━━ Given passage ━━

Yes, it does appear to have come from a woman. Seeing as I just read last night a woman talking about how she thinks other women need less rights (and no, it wasn’t Ann Coulter), I am no longer surprised by misogynist women.
It is, as you say, done both socially and through the coding: women are taught to hate on each other. We’re taught that it’s natural to be “catty”, to backstab, and to shun each other. And, especially for those of us trying to make it in a “man’s world” (such as gaming), we face that pressure even more because, we think, as long as we are “one of the boys” (and not like those weepy, irrational, emotional women) we are somehow safe.
It’s both infurating and incredibly sad at the same time, but I don’t really know what to do about it except for trying to raise awareness about the problem of the issue, and do our best to provide rolemodels of female friendship in the media that we produce.
Andrea Dworkin’s Right-Wing Women looked at this phenomenon; from a fictional perspective, Handmaid’s Tale did, too — what was her name, Serena Joy?
(Hoping this won’t be too much of a tangent from the main thread — I’m asking about this primarily because I think the answer might shed interesting light on the topic at hand.)
Alex: did you read Julian Dibbell’s Village Voice article about the LambdaMOO incident? His discussion of that incident is the only description of it that I’ve read (I reviewed his book for Clean Sheets some years back), and I’m curious about whether others who were there at the time saw things the way Dibbell did. I guess I specifically wonder what your sense was of how the community felt about it, of whether (and to what degree) the community’s response was like the response to a real-world rape.
And to Second Life players, I’m wondering what the community response there has been like. (I haven’t had a chance to read the Bartow article yet.)
…I also wonder whether, in either the LambdaMOO case or the Second Life case, community response is at all shaped by how common online sex is/was (I hear) in those two communities in particular.
Jed: I only read the article, and that, ages ago (but as I recall, it was pretty accurate). For various reasons, I was not interested in reading the book.

━━━
━━ Listed entries ━━

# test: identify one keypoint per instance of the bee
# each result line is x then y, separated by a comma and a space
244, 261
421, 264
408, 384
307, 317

━━━
━━ Listed entries ━━

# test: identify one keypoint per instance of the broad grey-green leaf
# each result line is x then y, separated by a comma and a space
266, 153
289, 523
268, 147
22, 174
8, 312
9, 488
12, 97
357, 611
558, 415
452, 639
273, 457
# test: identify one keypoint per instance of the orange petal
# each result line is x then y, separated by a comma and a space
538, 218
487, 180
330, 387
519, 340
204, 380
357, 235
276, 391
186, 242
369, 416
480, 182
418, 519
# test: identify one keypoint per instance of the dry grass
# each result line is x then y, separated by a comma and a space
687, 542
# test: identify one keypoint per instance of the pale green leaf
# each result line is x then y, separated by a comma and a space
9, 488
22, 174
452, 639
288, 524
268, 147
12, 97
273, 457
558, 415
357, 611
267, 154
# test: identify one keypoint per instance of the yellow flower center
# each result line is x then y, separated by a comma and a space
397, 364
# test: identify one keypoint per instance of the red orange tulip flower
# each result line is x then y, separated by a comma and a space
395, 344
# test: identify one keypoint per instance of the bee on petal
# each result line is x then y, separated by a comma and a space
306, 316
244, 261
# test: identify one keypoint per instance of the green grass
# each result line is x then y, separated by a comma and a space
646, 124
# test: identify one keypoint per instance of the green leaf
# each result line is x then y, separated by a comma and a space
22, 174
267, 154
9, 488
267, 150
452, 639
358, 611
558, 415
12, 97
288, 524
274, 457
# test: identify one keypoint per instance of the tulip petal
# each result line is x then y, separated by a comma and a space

━━━

[Required tasks]
[A] In the comment thread, which publication ran Julian Dibbell's article about the LambdaMOO incident?
[B] Pick up the comment thread after its last sentence and continue it.
The data plays no part in these tasks.

[Answers to each task]
[A] The Village Voice.

[B]
I should clarify that my use of the word coding above was misunderstood- I meant, coding, as in computer programming, not social programming. And I think this is relevant- because most, if not all users back then had to pick up at least the basics, and most of the regular users learned much more. It was/is very easy to say “oh its a game, get over it!” when some one does something to hurt another… but what was done in the LM rape case (the voodoo doll) while not actually hacking into another account, was “good as” doing so- it disrupted the victim’s control of their character and all other player’s enjoyment of the world, and instilled a fear that their control could be taken from them as well, and all they could do to prevent it, would be to log out. So when I said above the coding aspect was eye-opening, I mean that for me at least, I think maybe for some others, that this sort of “translated” the experience and made it more understandable.
And that said, not everyone reacted with horror- the details of which, I’m not comfortable discussing in this blog- I severed the offline friendship I had with the person who introduced to me to LM because of their “reaction” or “use” of the situation.
I’m not sure that online sex was THAT much more common at LM than anywhere else- only that because it was a virtual world, the sex could be quite “fantastic”. Most of the sex on LM was kept to designated locations, the most popular probably being the aptly named “sex room” (a sort of anything goes public sex room the only distinctive feature I recall being a statue with a giant phallus, and several playrooms connected to it that could be locked for privacy. That an elaborate room was created might sound like sex was a big deal there, but keep in mind this was a very small part of a large sprawling mansion, backyard, street, alien crash site etc. There was a lot of D&D and such RPG’s and casual geeky non-sexual interactions thru-out the place. How “sex focused” it appeared depended on where you interacted, much like, how “sex focused” fandom appears, depends on what you’re interested in searching for and on which sites you do that searching. I started using LM for RP’ing, and then to keep connected with friends when we were separated between home/college.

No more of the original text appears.